## [Problem requirements]
Give every item in the numbered list that the blog post below on the Dover intelligent design ruling offers to explain how the former board members could lie under oath.

--- START OF Text excerpt ---

December 20, 2005

Behe, Dembski, ID get a royal smackdown

Judge says Behe doesn’t even understand his own theory

How could Judge John Jones say such a thing (page 46, footnote 7)?

“Outright lies under oath”? How could the good Christian creationist Intelligent Design former Dover, Pa., board members do such a thing?

Oh, let’s count the ways:
1. Ideological jealousy
2. Fundamentalist fervor, or, if you will, a crusading mentality
3. A quasi-theocratic mindset
4. Lack of education themselves
5. Willful ignorance of what their own educations and the world around have availed them
6. A planned pattern of deception for the half-decade since the Discovery Institute pulled the “wedge strategy” from its website.

I’m sure you could list more.

As other bloggers have noted, this is a slam-dunk victory for proper science education in public schools and a crushing defeat for IDers. Plus, since the Edward decision, as Judge Jones noted, nationalized Supreme Court rulings on scientific creationism, if his ruling stands, it will do the same nationally for ID.

--- END OF Text excerpt ---
--- START OF Dataset records ---

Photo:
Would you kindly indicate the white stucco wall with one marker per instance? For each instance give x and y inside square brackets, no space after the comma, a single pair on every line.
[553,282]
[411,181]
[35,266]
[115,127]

--- END OF Dataset records ---

## [Response to this task]
1. Ideological jealousy
2. Fundamentalist fervor, or, if you will, a crusading mentality
3. A quasi-theocratic mindset
4. Lack of education themselves
5. Willful ignorance of what their own educations and the world around have availed them
6. A planned pattern of deception for the half-decade since the Discovery Institute pulled the "wedge strategy" from its website